#### The data ####

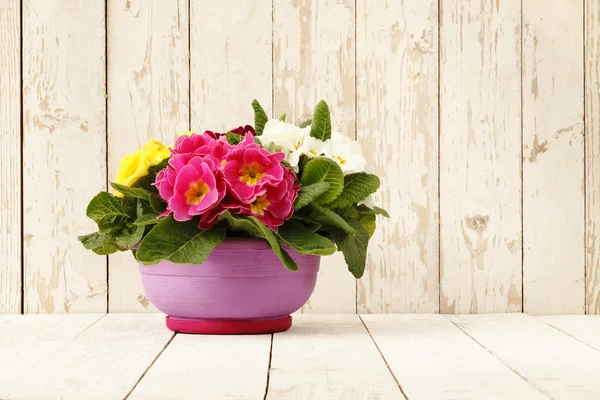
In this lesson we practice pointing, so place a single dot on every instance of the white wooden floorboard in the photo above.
(553, 362)
(103, 362)
(585, 328)
(26, 339)
(328, 357)
(208, 367)
(433, 359)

####

--- Exercise objective ---
Every line above has to be output exactly; the pictures must be dropped.

--- Task answer ---
In this lesson we practice pointing, so place a single dot on every instance of the white wooden floorboard in the photo above.
(553, 362)
(103, 362)
(585, 328)
(26, 339)
(328, 357)
(208, 367)
(433, 359)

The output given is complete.